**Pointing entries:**
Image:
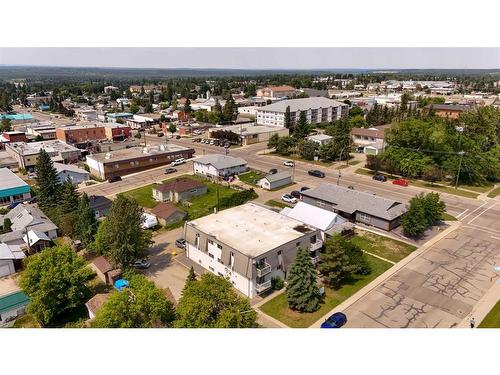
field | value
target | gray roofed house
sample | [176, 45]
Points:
[359, 206]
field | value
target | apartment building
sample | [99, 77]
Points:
[249, 245]
[317, 110]
[136, 159]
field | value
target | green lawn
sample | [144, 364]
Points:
[26, 321]
[424, 184]
[278, 306]
[279, 204]
[494, 193]
[251, 177]
[384, 247]
[492, 320]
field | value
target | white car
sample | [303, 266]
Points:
[178, 161]
[288, 198]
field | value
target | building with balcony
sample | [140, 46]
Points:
[317, 110]
[249, 245]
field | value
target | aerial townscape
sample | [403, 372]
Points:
[150, 198]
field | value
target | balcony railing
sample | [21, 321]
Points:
[263, 269]
[262, 286]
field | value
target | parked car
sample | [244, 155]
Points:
[114, 179]
[401, 182]
[170, 170]
[337, 320]
[178, 161]
[142, 264]
[380, 177]
[288, 198]
[316, 173]
[180, 243]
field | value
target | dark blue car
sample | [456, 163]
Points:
[337, 320]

**WHAT THE TASK ASKS:** Reproduce all of the entries above word for word, omitting the image.

**RESULT FOR THIS TASK:**
Image:
field | value
target | gray roofed house
sample | [176, 45]
Points:
[359, 206]
field | value
target | apartment building
sample | [99, 77]
Points:
[249, 245]
[317, 110]
[136, 159]
field | value
target | green lawn
sample | [144, 364]
Points:
[26, 321]
[424, 184]
[278, 306]
[279, 204]
[494, 193]
[251, 177]
[384, 247]
[492, 320]
field | value
target | white car
sample | [303, 266]
Points:
[178, 161]
[288, 198]
field | value
target | building with balcony
sample | [140, 46]
Points:
[317, 110]
[249, 245]
field | value
target | aerial townscape
sample | [403, 372]
Points:
[150, 198]
field | value
target | balcony railing
sample | [21, 321]
Points:
[263, 269]
[262, 286]
field | value
target | parked car
sample | [244, 155]
Points:
[114, 179]
[401, 182]
[170, 170]
[337, 320]
[178, 161]
[142, 264]
[380, 177]
[288, 198]
[316, 173]
[180, 243]
field | value
target | dark blue car
sample | [456, 163]
Points:
[337, 320]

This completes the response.